REQUIREMENT
Some lines in the records below may hold the word "orange"; give the number of those lines and nothing else.
§ §
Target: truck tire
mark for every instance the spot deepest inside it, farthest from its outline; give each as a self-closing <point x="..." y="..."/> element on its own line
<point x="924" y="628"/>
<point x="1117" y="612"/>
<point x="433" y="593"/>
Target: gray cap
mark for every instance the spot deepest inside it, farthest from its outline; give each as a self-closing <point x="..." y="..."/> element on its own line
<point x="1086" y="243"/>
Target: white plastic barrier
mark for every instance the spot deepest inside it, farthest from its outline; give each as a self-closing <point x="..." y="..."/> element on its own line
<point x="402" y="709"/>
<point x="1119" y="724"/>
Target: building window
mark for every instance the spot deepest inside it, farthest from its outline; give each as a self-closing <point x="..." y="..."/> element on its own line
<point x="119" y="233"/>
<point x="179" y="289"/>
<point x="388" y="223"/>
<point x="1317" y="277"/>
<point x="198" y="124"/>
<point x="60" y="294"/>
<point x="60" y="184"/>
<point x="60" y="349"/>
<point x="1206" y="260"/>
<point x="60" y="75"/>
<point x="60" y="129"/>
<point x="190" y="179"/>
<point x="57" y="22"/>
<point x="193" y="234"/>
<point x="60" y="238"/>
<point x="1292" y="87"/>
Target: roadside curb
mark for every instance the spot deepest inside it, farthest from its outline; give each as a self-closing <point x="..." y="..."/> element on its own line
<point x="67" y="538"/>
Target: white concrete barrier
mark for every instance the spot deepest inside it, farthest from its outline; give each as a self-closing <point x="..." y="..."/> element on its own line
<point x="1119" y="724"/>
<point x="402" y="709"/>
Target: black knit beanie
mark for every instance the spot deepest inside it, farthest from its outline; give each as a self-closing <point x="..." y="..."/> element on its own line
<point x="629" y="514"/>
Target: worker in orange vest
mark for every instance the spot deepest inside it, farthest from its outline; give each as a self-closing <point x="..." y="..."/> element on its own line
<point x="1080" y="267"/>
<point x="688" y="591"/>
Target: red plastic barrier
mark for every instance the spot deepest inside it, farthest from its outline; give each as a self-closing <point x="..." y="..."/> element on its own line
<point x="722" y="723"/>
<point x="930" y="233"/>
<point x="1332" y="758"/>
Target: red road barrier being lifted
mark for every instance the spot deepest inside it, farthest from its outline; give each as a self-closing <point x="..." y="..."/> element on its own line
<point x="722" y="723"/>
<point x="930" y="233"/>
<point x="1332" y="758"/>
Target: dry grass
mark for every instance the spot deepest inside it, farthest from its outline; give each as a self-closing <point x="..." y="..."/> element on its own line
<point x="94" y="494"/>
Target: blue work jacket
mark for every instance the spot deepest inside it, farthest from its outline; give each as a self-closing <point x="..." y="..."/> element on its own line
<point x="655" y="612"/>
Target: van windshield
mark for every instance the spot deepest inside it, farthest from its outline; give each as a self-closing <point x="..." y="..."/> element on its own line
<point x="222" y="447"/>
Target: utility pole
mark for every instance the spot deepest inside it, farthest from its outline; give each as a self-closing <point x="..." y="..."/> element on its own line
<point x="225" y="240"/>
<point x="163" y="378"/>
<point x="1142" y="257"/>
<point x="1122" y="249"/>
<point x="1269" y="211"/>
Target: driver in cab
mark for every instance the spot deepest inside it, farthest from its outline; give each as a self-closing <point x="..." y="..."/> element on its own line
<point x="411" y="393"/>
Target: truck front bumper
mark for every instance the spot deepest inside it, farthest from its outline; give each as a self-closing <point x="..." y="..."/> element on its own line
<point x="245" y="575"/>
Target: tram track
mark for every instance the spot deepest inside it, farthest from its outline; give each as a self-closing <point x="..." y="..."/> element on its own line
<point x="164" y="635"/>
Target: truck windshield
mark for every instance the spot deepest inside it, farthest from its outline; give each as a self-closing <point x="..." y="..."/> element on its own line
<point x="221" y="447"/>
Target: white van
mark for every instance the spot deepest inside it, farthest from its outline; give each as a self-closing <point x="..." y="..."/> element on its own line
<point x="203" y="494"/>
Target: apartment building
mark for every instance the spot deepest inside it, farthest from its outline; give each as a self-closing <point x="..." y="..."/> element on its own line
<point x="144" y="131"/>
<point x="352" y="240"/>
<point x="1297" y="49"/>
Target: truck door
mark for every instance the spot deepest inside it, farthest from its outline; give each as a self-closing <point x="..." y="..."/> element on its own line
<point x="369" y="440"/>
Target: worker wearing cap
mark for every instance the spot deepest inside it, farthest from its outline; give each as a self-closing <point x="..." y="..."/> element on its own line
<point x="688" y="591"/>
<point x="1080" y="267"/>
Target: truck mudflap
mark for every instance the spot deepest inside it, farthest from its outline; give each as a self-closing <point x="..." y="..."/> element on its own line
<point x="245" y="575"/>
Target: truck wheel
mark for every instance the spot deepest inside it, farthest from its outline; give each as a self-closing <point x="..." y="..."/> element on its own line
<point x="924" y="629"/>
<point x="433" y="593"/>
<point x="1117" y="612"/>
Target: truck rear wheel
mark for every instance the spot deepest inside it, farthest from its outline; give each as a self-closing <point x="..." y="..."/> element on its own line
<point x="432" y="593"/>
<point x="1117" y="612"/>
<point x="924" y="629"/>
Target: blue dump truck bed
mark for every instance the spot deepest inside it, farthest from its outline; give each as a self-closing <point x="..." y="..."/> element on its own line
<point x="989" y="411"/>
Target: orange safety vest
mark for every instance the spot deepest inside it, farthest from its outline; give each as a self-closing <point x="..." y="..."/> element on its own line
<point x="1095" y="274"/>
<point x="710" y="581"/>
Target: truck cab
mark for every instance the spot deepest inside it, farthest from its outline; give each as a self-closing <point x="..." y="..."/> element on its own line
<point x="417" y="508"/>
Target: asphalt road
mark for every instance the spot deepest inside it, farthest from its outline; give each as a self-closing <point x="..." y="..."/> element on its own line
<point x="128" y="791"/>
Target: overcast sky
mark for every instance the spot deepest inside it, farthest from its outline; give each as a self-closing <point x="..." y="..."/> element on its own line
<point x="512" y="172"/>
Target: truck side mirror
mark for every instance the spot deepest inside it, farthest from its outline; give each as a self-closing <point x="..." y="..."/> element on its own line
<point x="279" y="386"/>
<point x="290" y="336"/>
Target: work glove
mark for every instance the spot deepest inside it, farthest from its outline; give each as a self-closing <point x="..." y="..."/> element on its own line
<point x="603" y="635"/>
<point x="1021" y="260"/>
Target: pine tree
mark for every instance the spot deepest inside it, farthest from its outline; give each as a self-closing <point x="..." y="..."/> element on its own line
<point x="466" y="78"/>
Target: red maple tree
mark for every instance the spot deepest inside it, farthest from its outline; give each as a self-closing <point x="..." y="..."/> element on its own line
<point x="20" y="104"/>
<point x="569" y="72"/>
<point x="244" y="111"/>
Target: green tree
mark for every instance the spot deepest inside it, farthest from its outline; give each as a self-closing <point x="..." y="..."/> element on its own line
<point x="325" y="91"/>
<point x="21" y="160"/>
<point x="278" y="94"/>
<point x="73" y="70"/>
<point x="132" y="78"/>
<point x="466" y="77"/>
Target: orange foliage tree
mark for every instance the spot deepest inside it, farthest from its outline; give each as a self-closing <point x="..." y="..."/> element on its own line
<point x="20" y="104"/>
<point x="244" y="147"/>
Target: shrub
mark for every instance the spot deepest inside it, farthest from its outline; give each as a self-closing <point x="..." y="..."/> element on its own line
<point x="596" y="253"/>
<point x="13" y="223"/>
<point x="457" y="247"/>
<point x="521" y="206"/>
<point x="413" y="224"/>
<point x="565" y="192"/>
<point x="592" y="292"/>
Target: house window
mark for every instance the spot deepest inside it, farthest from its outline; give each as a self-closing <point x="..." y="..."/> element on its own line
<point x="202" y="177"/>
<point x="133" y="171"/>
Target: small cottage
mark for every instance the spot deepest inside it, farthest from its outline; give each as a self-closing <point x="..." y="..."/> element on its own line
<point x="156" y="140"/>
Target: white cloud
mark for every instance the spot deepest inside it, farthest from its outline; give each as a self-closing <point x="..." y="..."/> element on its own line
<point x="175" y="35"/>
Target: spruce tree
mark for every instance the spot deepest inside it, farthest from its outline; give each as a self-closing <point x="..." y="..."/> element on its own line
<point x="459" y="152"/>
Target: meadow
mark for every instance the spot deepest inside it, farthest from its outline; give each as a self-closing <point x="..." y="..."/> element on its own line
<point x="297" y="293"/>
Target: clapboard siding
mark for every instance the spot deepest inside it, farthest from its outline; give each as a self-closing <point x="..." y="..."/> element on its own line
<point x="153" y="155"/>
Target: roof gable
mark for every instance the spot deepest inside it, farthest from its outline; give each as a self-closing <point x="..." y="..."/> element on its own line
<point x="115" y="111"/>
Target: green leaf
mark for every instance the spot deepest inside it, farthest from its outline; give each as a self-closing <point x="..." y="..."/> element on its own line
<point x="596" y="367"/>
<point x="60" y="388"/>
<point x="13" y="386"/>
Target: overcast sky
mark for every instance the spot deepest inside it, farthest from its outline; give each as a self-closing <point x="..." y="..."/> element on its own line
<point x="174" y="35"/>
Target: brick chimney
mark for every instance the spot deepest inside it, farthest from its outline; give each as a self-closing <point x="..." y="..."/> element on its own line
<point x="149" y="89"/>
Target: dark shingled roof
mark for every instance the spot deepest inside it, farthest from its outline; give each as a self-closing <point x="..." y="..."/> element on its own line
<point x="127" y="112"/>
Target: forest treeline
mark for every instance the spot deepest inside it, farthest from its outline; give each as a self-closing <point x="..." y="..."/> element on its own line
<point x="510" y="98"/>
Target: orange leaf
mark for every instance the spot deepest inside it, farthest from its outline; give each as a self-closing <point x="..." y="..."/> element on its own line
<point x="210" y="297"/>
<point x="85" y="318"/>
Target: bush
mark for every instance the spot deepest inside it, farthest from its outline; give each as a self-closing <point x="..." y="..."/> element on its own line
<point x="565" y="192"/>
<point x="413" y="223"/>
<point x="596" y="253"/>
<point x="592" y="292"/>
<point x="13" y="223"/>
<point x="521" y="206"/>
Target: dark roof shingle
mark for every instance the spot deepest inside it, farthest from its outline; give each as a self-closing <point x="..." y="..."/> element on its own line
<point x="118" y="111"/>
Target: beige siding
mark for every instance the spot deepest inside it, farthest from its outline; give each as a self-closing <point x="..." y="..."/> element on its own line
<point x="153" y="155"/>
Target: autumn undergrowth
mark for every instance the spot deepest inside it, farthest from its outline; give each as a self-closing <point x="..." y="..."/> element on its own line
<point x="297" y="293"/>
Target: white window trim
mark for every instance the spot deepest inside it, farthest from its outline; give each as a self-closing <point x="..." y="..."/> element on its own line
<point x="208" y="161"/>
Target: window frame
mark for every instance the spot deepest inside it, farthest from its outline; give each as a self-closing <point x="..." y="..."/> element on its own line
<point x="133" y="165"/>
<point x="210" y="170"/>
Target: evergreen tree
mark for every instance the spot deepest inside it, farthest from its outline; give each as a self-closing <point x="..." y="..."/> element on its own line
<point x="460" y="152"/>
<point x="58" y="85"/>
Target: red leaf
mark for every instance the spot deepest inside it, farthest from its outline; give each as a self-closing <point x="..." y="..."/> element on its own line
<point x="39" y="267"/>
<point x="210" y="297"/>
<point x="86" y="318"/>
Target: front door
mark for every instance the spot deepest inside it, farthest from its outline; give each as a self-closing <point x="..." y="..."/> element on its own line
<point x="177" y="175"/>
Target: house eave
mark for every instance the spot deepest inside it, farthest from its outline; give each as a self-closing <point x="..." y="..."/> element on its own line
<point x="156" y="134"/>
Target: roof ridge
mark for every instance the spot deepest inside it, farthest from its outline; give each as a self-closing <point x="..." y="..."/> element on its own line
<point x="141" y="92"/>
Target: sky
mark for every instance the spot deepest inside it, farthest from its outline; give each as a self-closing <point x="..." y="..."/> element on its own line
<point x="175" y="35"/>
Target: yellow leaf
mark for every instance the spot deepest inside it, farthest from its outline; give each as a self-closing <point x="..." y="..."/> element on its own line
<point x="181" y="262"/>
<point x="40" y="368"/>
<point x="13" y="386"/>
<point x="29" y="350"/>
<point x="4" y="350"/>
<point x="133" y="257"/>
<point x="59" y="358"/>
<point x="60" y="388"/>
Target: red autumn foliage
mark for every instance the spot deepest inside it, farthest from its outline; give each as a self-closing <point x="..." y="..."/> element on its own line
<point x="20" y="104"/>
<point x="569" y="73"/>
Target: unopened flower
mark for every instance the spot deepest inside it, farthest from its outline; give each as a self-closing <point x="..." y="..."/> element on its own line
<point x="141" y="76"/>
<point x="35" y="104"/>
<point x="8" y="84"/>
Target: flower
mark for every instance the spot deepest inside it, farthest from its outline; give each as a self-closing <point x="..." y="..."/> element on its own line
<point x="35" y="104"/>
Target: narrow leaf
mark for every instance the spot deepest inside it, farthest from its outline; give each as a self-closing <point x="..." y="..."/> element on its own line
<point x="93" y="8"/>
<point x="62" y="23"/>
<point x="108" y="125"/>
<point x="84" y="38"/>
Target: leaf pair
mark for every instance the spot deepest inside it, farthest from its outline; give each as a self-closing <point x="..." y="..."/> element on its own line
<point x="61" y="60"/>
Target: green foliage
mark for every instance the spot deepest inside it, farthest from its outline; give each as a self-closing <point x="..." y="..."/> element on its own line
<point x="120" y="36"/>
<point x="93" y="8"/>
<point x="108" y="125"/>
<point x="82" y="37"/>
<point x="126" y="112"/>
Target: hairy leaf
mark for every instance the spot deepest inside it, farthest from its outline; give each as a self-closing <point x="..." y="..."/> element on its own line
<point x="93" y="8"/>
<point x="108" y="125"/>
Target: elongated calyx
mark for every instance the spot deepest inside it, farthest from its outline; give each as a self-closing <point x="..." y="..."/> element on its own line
§ §
SOLUTION TO THE EXERCISE
4